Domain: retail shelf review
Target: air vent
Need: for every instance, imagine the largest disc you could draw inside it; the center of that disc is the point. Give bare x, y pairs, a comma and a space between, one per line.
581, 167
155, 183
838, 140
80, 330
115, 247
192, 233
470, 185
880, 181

#####

> [Instructions to follow]
Restate the final lines of the listing above word for word, beginning at the line that contains "Need: for every".

> [Task answer]
Need: for every instance, imagine the largest disc you could draw inside it; the center of that disc is the point. Give bare x, y pairs, a comma and a space between, one per line.
581, 167
155, 183
838, 140
80, 330
115, 247
192, 233
470, 185
880, 181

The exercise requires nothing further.